───── GIVEN DATA

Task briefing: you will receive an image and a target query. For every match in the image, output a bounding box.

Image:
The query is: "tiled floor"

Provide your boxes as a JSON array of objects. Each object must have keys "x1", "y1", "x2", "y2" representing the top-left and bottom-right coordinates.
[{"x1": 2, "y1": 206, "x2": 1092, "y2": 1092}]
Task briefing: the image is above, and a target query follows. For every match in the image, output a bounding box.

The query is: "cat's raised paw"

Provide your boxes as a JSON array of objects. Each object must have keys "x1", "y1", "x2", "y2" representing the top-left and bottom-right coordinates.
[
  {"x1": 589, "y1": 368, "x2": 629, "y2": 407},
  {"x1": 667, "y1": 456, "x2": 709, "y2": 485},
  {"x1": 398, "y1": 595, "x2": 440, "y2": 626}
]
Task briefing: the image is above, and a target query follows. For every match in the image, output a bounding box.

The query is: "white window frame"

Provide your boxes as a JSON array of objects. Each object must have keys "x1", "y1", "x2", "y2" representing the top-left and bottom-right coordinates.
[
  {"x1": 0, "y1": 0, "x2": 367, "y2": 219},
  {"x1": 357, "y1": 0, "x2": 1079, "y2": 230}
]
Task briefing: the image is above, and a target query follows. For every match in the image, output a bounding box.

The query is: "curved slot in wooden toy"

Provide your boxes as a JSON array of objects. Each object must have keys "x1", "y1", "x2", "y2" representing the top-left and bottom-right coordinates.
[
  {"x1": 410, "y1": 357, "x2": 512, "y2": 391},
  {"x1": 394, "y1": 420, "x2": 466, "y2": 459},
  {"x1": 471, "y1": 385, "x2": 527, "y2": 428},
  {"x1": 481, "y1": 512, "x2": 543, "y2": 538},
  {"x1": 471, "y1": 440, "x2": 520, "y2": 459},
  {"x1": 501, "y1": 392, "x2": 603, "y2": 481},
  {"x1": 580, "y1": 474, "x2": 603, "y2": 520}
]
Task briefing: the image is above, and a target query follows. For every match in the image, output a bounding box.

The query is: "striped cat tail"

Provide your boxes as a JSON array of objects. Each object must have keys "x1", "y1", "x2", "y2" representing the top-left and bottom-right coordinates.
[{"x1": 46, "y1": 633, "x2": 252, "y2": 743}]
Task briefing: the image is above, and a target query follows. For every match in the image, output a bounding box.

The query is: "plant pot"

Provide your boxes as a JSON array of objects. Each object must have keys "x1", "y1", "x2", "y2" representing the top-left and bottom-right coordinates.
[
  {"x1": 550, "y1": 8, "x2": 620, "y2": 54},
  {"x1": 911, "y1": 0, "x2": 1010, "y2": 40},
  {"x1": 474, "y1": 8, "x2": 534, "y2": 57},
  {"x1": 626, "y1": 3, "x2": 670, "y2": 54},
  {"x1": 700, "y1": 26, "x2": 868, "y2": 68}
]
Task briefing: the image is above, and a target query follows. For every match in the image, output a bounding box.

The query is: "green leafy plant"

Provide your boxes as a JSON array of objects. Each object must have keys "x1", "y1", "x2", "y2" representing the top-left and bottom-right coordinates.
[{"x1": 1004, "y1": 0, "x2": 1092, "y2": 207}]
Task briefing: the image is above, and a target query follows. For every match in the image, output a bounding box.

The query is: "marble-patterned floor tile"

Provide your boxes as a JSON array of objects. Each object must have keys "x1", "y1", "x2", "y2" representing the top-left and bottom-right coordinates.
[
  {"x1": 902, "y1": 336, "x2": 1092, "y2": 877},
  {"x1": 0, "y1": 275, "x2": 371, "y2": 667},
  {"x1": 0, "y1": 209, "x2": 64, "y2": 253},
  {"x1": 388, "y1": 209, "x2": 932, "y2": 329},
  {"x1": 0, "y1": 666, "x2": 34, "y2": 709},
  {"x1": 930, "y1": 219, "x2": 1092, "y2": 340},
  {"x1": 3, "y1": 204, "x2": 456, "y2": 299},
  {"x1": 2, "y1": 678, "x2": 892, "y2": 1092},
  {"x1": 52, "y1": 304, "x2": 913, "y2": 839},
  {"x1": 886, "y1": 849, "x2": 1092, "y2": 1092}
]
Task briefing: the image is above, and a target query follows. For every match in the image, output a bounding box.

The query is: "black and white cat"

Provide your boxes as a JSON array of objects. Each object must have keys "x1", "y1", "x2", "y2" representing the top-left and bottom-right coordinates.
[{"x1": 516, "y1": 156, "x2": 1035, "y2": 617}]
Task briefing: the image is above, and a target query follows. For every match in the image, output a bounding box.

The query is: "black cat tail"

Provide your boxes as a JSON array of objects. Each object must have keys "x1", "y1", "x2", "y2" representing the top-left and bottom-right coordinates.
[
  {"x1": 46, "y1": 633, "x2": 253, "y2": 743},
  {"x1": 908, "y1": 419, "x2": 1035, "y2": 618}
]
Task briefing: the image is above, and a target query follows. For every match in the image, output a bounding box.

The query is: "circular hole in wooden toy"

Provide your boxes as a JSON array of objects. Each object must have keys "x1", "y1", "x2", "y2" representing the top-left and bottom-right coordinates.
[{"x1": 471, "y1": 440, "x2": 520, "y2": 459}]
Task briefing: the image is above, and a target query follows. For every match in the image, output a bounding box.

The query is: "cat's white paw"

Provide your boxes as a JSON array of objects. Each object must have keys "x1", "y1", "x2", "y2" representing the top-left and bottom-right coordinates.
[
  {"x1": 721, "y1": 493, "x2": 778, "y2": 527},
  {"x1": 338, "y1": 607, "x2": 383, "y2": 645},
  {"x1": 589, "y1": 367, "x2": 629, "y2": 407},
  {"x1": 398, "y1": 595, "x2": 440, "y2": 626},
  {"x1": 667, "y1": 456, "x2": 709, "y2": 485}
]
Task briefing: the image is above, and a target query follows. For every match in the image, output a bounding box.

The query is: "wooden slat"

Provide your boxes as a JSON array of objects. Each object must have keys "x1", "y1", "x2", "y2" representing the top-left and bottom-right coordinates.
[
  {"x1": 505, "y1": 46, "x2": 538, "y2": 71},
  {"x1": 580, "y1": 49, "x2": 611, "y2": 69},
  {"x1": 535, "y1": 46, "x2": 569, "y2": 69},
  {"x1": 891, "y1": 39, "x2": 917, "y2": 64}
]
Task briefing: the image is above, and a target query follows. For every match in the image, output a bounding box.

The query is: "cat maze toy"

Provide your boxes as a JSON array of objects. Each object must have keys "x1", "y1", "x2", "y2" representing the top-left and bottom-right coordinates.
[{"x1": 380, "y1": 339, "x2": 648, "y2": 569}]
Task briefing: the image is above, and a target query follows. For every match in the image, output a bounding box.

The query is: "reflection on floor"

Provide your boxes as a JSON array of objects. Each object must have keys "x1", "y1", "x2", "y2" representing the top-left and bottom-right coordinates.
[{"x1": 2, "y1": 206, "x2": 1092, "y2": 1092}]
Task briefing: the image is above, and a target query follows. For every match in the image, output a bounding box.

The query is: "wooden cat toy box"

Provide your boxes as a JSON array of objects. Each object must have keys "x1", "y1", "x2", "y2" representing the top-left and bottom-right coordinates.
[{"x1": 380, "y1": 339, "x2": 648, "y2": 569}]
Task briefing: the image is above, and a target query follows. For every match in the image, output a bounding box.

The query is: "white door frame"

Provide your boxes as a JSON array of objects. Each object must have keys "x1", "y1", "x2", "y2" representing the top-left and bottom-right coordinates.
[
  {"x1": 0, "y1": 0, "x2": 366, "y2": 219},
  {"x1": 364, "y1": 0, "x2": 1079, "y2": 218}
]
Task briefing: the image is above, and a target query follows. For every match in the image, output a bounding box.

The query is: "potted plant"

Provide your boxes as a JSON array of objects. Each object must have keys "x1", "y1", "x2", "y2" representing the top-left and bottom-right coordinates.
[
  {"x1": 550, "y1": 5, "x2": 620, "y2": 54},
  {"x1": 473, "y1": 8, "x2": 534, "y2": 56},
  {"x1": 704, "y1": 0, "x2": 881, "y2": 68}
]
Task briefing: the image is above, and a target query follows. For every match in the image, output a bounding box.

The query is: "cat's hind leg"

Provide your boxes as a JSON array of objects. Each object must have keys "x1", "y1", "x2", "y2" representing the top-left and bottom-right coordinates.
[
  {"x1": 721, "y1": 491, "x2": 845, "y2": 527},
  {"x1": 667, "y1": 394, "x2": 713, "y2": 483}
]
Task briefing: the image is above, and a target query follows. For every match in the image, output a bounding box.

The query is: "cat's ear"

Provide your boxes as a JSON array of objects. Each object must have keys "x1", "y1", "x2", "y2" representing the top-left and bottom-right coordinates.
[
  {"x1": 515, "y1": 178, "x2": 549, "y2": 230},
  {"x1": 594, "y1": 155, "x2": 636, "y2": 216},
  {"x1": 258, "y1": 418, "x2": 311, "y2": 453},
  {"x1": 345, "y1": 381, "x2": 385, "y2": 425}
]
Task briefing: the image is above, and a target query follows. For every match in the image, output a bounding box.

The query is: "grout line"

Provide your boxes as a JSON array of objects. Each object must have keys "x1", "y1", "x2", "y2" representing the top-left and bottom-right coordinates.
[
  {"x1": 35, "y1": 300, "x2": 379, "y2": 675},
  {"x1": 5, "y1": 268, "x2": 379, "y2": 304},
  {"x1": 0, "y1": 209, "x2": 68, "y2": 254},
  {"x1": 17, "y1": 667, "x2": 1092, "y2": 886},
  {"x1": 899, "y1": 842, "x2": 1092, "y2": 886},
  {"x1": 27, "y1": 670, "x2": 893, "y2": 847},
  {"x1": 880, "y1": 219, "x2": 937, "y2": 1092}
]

──────────

Collect each line in the rows above that contains the word "wooden" and copy it in full.

## RESULT
The query is: "curved slot in wooden toy"
The query is: "circular hole in wooden toy"
The query is: "wooden slat"
The query is: "wooden cat toy box"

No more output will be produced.